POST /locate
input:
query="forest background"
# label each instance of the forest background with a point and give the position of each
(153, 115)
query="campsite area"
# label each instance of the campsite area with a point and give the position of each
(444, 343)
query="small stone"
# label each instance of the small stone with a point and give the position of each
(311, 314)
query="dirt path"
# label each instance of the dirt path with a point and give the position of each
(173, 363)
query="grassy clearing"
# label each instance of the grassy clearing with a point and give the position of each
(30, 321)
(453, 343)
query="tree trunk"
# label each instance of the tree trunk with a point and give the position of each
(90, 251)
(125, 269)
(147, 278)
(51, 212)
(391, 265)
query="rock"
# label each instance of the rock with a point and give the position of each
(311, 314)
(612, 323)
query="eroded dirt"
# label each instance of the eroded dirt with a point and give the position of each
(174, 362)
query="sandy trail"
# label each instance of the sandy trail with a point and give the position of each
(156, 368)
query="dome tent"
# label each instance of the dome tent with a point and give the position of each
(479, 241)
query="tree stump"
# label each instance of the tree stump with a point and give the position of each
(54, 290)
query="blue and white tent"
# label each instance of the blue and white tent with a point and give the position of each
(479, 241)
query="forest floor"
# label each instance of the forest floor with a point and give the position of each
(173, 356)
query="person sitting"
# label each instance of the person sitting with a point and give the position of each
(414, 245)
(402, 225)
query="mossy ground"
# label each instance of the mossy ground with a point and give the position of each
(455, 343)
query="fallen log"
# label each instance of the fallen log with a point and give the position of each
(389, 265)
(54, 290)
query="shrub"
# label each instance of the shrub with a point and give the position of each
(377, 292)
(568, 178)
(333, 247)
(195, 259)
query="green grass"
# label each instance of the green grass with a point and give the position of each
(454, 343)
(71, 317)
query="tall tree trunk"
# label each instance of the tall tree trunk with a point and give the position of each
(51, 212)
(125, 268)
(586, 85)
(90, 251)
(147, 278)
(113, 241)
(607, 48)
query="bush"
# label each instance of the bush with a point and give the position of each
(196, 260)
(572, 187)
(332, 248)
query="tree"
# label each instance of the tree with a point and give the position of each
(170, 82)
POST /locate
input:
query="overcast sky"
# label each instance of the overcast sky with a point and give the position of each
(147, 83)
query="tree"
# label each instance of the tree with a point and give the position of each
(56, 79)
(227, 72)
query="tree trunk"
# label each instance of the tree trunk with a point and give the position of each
= = =
Problem. Word for word, extract all the records.

Right answer.
POST /locate
input:
query="forest background"
# label each instance of the forest background with a point and give the position of each
(153, 115)
query="campsite area"
# label each instance of the campsite area with a point and give the position of each
(444, 343)
query="small stone"
# label each instance of the small stone with a point and give the position of each
(311, 314)
query="dirt path"
# label each instance of the dirt path with a point and give the position of each
(173, 363)
query="grassy clearing"
# label each instance of the grassy clearing with a point and give the position of each
(30, 321)
(453, 343)
query="tree trunk"
# label each instance of the tree trunk with a point and give the position of each
(90, 251)
(125, 269)
(147, 278)
(51, 212)
(391, 265)
query="rock"
# label each instance of the rock with a point and give the position of each
(311, 314)
(612, 323)
query="eroded dirt"
# label each instance of the eroded dirt with a point and give the position of each
(174, 362)
query="sandy trail"
# label each instance of the sandy trail with a point and give the position of each
(156, 368)
query="dome tent"
# label each instance of the dome tent with a point and give the position of each
(479, 241)
query="tree stump"
# label each instance of the tree stump with a point and give the position of each
(54, 290)
query="blue and white tent"
# label each instance of the blue and white tent with a point and give the position of each
(479, 241)
query="forest floor"
# label each instance of the forest floor with a point and give the position of each
(173, 356)
query="person sitting"
# label each instance of the person sitting with a point and give the position of each
(414, 245)
(402, 225)
query="mossy ground"
# label each instance of the mossy ground with a point and give the position of each
(455, 343)
query="fallen log"
# label each instance of the fallen log with a point and give the position of each
(389, 265)
(54, 290)
query="shrub"
# label each instance of the shrub with a point and give the position of each
(377, 292)
(568, 178)
(333, 247)
(195, 259)
query="green grass"
# label each instance of the green grass with a point and give the position of each
(454, 343)
(71, 317)
query="tall tree trunk"
# label each instance of the tall tree trunk with a point and give the position of each
(51, 212)
(125, 268)
(586, 85)
(90, 251)
(147, 278)
(113, 241)
(607, 48)
query="bush"
# label each instance of the bush with a point and give the position of each
(196, 260)
(572, 187)
(332, 248)
query="tree"
# label each instance of the tree with a point and give the position of each
(170, 82)
POST /locate
input:
query="overcast sky"
# label each instance of the overcast sky with a point and give the position of each
(147, 83)
query="tree"
# label each instance of the tree with a point and give the position of each
(56, 79)
(227, 72)
query="tree trunk"
# label each instance of the tree trunk with a point and give the position of each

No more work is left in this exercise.